SUMMERSIDE, P.E.I. — Green Leader Peter Bevan-Baker led off most of the heated exchanges during Tuesday night’s televised leaders debate on CBC, chastising the MacLauchlan government’s record on issues such as housing, climate change and health care.
With less than one week remaining in the P.E.I. election campaign, all four party leaders – Peter Bevan-Baker of the Green party, Joe Byrne of the NDP, Dennis King of the Tories and Wade MacLauchlan of the Liberal party – went into the debate having largely avoided major controversies or gaffes during the campaign.
The leaders fielded questions on issues ranging from doctor shortages, rural health care, housing and water conservation. The exchanges stayed largely polite, with King, in particular, highlighting positive policies and initiatives pursued by other party leaders.
However, the evening saw a few pointed exchanges between Bevan-Baker and both MacLauchlan and King.
The first question of the debate, submitted by CBC viewers, asked the leaders what could be done to address the shortage of doctors in P.E.I. There are currently more than 13,000 Islanders who do not have a family doctor.

Records from a data collection
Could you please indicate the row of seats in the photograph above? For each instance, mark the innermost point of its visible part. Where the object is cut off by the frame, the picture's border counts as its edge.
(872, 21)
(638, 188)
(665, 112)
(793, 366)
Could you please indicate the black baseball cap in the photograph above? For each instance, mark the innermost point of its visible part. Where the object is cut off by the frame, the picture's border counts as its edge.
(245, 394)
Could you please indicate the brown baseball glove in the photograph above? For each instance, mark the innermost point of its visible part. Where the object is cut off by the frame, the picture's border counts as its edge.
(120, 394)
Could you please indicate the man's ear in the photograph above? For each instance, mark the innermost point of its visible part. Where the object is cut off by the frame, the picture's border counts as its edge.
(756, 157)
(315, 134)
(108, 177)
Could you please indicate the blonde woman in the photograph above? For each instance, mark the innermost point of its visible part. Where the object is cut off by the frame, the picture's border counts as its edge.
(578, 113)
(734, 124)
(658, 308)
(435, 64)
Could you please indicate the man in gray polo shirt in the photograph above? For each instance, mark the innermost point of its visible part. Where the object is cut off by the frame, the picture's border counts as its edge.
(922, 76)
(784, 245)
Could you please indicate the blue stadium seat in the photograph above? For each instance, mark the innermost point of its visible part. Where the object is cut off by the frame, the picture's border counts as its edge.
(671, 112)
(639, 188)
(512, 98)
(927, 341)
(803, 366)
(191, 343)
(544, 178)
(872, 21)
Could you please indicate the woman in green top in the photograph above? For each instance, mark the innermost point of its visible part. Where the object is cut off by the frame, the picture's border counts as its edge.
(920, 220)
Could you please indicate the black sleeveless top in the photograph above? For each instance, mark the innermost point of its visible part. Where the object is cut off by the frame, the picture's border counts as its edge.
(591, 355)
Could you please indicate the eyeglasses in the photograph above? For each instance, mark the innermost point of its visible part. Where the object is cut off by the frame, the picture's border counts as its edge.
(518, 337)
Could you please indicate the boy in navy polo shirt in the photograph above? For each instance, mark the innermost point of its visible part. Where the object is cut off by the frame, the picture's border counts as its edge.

What this task involves
Reproduce the full article on the P.E.I. leaders debate word for word.

Exercise solution
SUMMERSIDE, P.E.I. — Green Leader Peter Bevan-Baker led off most of the heated exchanges during Tuesday night’s televised leaders debate on CBC, chastising the MacLauchlan government’s record on issues such as housing, climate change and health care.
With less than one week remaining in the P.E.I. election campaign, all four party leaders – Peter Bevan-Baker of the Green party, Joe Byrne of the NDP, Dennis King of the Tories and Wade MacLauchlan of the Liberal party – went into the debate having largely avoided major controversies or gaffes during the campaign.
The leaders fielded questions on issues ranging from doctor shortages, rural health care, housing and water conservation. The exchanges stayed largely polite, with King, in particular, highlighting positive policies and initiatives pursued by other party leaders.
However, the evening saw a few pointed exchanges between Bevan-Baker and both MacLauchlan and King.
The first question of the debate, submitted by CBC viewers, asked the leaders what could be done to address the shortage of doctors in P.E.I. There are currently more than 13,000 Islanders who do not have a family doctor.